## Task details
Output the data below exactly, without images.

Photo-based referring expression data:
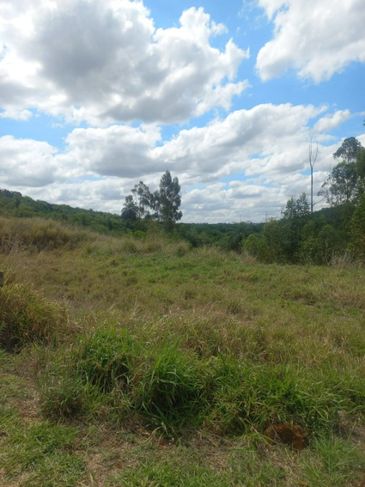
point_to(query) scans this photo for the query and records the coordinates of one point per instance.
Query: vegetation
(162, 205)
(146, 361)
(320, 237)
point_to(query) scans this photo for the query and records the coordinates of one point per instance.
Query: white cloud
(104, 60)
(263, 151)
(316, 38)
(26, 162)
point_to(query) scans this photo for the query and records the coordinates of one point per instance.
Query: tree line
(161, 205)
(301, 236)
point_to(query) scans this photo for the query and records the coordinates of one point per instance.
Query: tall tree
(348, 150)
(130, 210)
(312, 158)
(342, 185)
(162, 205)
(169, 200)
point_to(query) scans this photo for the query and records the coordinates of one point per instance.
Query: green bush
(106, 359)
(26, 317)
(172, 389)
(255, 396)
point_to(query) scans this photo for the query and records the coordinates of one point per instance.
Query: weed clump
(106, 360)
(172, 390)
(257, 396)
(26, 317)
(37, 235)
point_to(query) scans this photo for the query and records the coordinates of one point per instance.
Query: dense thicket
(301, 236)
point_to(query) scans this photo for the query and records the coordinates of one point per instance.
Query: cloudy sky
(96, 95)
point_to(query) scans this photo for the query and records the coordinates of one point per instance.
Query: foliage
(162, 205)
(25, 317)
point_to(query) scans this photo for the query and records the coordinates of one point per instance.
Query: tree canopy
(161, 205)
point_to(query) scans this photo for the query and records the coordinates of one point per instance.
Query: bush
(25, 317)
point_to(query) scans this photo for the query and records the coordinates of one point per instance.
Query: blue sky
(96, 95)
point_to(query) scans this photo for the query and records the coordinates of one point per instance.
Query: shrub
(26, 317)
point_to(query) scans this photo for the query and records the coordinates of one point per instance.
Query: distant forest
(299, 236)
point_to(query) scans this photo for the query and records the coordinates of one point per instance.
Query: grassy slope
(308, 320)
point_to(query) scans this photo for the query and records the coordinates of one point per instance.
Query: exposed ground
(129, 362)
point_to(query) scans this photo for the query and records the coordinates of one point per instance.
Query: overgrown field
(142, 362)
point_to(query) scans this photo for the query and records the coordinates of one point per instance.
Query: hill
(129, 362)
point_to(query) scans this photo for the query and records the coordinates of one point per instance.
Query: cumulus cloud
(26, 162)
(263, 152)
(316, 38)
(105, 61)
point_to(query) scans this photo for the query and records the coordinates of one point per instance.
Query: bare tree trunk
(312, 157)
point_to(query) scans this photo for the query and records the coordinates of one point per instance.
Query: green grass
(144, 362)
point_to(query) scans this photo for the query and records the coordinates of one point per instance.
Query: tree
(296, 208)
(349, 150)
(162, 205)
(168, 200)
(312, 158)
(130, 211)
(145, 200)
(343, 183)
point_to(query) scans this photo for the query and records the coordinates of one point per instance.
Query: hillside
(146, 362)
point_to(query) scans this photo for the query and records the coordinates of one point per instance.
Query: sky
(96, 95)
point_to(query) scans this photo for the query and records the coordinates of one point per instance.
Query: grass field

## The completed task
point_to(query) scans this photo for the query and records the coordinates of one point per instance.
Query: vegetation
(162, 205)
(146, 361)
(320, 237)
point_to(query) scans this photo for the query and records the coordinates of one point per instance.
Query: white cloud
(104, 60)
(263, 151)
(316, 38)
(26, 162)
point_to(query) scans this photo for the query and records the coordinates of one point per instance.
Query: tree line
(161, 205)
(301, 236)
point_to(query) scans this photo for the query and records the coordinates of one point per instance.
Query: tall tree
(348, 150)
(130, 210)
(312, 158)
(342, 185)
(162, 205)
(169, 200)
point_to(query) scans this photo for the query and records the coordinates of one point per instance.
Query: green bush
(106, 359)
(26, 317)
(172, 389)
(255, 396)
point_to(query) scans this photo for the query and records the coordinates of one point per instance.
Query: weed clump
(106, 360)
(172, 390)
(257, 396)
(26, 317)
(37, 235)
point_to(query) scans this photo for the query and records the coordinates of one point per instance.
Query: dense thicket
(301, 236)
point_to(query) scans this photo for the query and records the coordinates of one point per instance.
Query: cloudy sky
(96, 95)
point_to(query) scans this photo for the query and records the coordinates of one point per instance.
Query: foliage
(162, 205)
(25, 317)
point_to(query) scans this photo for the query and records the coordinates of one point per instance.
Query: tree canopy
(161, 205)
point_to(query) scans this photo for the query and records the coordinates of one point per instance.
Query: bush
(25, 317)
point_to(query) scans this photo for the query and records the coordinates of one point per instance.
Query: blue sky
(96, 95)
point_to(query) scans this photo for the query and records the coordinates of one point per instance.
Query: shrub
(26, 317)
point_to(query) scans this photo for the query and records the coordinates of one point per instance.
Query: distant forest
(299, 236)
point_to(query) scans this photo for the query and records the coordinates of one point per instance.
Query: grassy slope
(308, 320)
point_to(query) scans this photo for the query and records the coordinates of one point per instance.
Query: exposed ground
(129, 362)
point_to(query) scans this photo for the query and records the coordinates of one point per instance.
Query: overgrown field
(142, 362)
point_to(query) scans this photo for the query and records the coordinates of one point per instance.
Query: hill
(129, 362)
point_to(query) scans this photo for the query and records the coordinates of one point per instance.
Query: cumulus cloud
(26, 162)
(263, 152)
(316, 38)
(105, 61)
point_to(query) scans this photo for the query and records the coordinates of one point per instance.
Query: bare tree trunk
(312, 157)
point_to(query) scans this photo for the query and records the coordinates of one point per instance.
Query: green grass
(144, 362)
point_to(query) scans this photo for the query and records the coordinates of one point per instance.
Query: tree
(296, 208)
(349, 150)
(162, 205)
(168, 200)
(312, 158)
(130, 211)
(145, 200)
(343, 183)
point_to(query) scans this photo for the query and records the coordinates of one point per instance.
Query: hillside
(146, 362)
point_to(query) scans this photo for the query and records the coordinates of one point per instance.
Query: sky
(96, 95)
point_to(query) scans this photo for the query and records the coordinates of one point per instance.
Query: grass field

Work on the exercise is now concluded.